■ Exercices:
**A.** D'après l'extrait sur le protagoniste, que peut faire le spectateur quand il n'est pas aisé de déterminer lequel des deux est le véritable protagoniste ?
**B.** Reprenez l'extrait sur le protagoniste après sa dernière phrase et rédigez la suite en répondant à la question qui le termine.

■ Extrait proposé:
+--
Le spectateur peut devenir supporter du protagoniste ou de son adversaire. Parfois il n’est pas aisé de déterminer lequel des deux est le véritable protagoniste, auquel cas le spectateur est libre de soutenir celui qu’il veut.
2. Quel prix devra payer le protagoniste pour atteindre son objectif ? et le paiera-t-il ?
Rien n’est sans conséquences, le ou les protagonistes devront souvent sacrifier quelque chose ou payer le prix pour obtenir ce qu’ils souhaitent, c’est à dire mettre à mal des choses qui comptent pour eux. À la fin, le prix à payer sera la condition pour atteindre l’objectif final. Toutes les choses commises ou perdues au cours de l’histoire sont généralement une part importante du prix à payer.
Chaque décision prise par le protagoniste est révélatrice de sa moralité qui n’est pas figée, mais se dévoile et peut évoluer tout au long de l’histoire : sacrifier un proche pour sauver le monde, se sacrifier pour protéger ses proches, transgresser une croyance pour préserver son amour, outrepasser des règles pour défendre une idée…
Chaque obstacle ou adversaire est une occasion pour le protagoniste de reconsidérer son objectif final et sa façon d’agir. Les alliés et plus largement les relations du protagonistes sont souvent eux-même des adversaires, car ils peuvent s’opposer à certaines de ses actions, ou la critiquer, pour l’amener à reconsidérer sa position sous un autre angle. Et ce, y compris lorsqu’ils le soutiennent. Ils imposent des contraintes au personnage, parfois même la contrainte de devoir réussir. Son évolution morale donnera tout son sens à sa décision finale.
Les notions de bien ou de mal sont très floues dans ce type d’histoire. Les situations sont suffisamment ambivalentes pour qu’il n’existe pas de solution parfaite. Tous types de fins sont envisageables, tout particulièrement celles qui ne sont pas vraiment bonnes ou mauvaises.
Chaque spectateur est souvent amené à porter un jugement très personnel sur chaque personnage, compte tenu de ses actes.
3. On sait que le protagoniste atteindra – ou non – son objectif, comment cela se produira-t-il ?
+--
■ Données fournies:
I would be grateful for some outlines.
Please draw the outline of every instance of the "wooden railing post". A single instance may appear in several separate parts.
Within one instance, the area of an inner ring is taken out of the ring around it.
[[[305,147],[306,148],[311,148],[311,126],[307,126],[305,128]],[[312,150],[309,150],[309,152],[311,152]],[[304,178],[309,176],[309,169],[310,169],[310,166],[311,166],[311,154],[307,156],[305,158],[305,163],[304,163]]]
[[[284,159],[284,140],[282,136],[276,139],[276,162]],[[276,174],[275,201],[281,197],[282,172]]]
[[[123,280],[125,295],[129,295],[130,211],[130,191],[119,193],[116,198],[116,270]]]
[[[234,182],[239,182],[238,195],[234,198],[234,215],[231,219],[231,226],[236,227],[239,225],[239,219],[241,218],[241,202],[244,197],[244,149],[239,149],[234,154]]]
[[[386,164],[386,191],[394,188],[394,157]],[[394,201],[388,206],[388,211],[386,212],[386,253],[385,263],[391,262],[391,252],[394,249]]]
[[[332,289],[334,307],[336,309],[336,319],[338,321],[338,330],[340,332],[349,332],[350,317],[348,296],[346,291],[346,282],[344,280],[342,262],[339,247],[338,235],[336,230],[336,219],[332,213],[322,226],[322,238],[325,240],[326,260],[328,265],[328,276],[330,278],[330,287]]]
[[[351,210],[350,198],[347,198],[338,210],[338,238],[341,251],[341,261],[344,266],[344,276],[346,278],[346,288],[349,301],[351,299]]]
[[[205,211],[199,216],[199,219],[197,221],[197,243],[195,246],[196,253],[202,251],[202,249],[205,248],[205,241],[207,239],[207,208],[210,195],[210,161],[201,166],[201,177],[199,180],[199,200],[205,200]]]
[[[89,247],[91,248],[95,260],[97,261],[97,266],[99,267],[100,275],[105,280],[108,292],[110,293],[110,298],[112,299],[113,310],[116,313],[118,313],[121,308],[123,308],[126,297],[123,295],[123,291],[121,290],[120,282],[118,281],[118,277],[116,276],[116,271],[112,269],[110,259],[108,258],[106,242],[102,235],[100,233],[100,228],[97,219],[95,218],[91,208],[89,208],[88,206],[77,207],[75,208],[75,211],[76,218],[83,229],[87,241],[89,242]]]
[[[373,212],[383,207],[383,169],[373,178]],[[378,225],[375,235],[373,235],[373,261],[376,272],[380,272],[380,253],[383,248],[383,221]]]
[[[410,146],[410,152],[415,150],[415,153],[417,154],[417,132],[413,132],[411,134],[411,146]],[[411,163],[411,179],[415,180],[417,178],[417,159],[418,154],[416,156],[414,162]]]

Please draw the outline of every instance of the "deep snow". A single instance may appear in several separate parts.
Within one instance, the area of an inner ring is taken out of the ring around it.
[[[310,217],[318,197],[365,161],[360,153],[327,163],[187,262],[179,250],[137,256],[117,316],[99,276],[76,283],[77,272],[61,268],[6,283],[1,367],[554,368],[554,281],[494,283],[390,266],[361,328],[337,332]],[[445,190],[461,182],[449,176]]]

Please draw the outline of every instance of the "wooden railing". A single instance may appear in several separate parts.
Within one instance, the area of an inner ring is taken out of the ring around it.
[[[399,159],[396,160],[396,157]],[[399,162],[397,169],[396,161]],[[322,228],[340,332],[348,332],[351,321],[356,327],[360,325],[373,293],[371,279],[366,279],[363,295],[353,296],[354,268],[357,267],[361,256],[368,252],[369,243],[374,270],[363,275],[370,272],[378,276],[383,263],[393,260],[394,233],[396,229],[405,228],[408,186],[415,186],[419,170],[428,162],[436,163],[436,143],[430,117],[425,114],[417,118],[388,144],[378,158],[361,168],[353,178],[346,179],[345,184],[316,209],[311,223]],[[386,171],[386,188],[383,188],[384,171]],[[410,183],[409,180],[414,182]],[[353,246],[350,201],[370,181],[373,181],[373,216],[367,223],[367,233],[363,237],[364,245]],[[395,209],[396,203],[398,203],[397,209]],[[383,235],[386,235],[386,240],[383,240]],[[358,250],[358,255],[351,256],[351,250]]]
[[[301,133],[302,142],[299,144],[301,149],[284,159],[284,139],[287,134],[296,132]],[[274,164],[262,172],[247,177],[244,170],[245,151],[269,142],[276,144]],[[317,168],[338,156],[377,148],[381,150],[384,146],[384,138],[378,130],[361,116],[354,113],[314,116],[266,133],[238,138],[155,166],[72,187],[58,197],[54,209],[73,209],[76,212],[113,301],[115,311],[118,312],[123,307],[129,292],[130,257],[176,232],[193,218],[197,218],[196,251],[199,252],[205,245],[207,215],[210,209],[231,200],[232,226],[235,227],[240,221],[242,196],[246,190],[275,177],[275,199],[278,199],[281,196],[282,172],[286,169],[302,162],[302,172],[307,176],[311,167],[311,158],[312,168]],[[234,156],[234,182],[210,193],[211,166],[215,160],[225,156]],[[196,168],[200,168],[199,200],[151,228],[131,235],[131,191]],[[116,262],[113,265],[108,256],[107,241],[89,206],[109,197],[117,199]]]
+--
■ Corrigé:
**A.** Il est libre de soutenir celui qu'il veut.

**B.**
L’histoire trahit le fait que le protagoniste atteindra ou n’atteindra pas son objectif. Soit en l’annonçant au début, parfois même dans le titre. Soit parce que le genre de l’histoire est en lui-même révélateur de son issue : bien-pensant, naïf, propagandiste, enfantin, ou au contraire désespéré, nihiliste, etc.
Le ou les protagonistes doivent trouver la clef pour atteindre cette fin promise, ou sont tout simplement pris dans quelque chose qui les dépasse. Ce qui compte, c’est comment ils vont atteindre cette fin, quelle en est la raison.
Les obstacles et adversaires poussent le protagoniste vers la mauvaise voie, mais c’est également eux qui lui offrent l’opportunité de suivre le bon chemin. Dans les histoires où le protagoniste atteindra son objectif, il parviendra à suivre le bon chemin. Dans les histoires où le protagoniste ne l’atteindra pas, il n’y parvient pas.
Ce genre d’histoires sont structurées autour du fait que certaines choses ne peuvent pas arriver : la mort de tous les héros en plein milieu de l’histoire, par exemple, s’ils sont censés réussir.
Dans les histoires ou l’objectif est atteint, le protagoniste suivra le bon chemin ou il apprendra à le faire.
Dans les histoires où l’objectif n’est pas atteint, le protagoniste est condamné, car il représente la mauvaise voie et il ne saura pas changer.
Le spectateur suit le protagoniste vainqueur pour célébrer ce qu’il incarne, les valeurs qu’il représente.
Quand le protagoniste est condamné, sa mésaventure peut fonctionner comme une punition méritée.
Certaines histoires échappent à cette classification :
- Quand l’objectif du protagoniste n’est pas clair ou change au cours de l’histoire.
- Quand l’identité du protagoniste n’est pas claire ou change au cours de l’histoire.
- Certains genres, comme la tragédie grecque où certaines formes d’avant-garde échappent également à cette classification.
Dans ce cas, la question dramatique peut s’avérer plus complexe ou ambiguë. Ce n’est pas un modèle qui vise à couvrir tous les cas de figure, seulement les plus courants.
Chaque personnage d’une histoire représente une idée, défend une cause. La question dramatique est une mise à l’épreuve de ces valeurs via le conflits auxquels ils vont devoir faire face.
1. Atteindre son objectif : les valeurs antagonistes.
Chaque personnage représente des valeurs, par exemple :
Dans Death Note de Tsugumi Ōba et Takeshi Obata, Raito cherche à rendre le monde meilleur en le débarrassant des criminels. L quant à lui traque Raito au nom de la justice, l’histoire est un jeu du chat et de la souris sophistiqué. L’idéal d’un monde sans criminalité de Raito se heurte au sens de la justice de L. Beaucoup rapprochent la position de Raito comme pro-peine de mort, et celle de L anti-peine de mort. Dans Death Note, il est assez difficile de dire qui va gagner, voire qui mériterait vraiment de gagner.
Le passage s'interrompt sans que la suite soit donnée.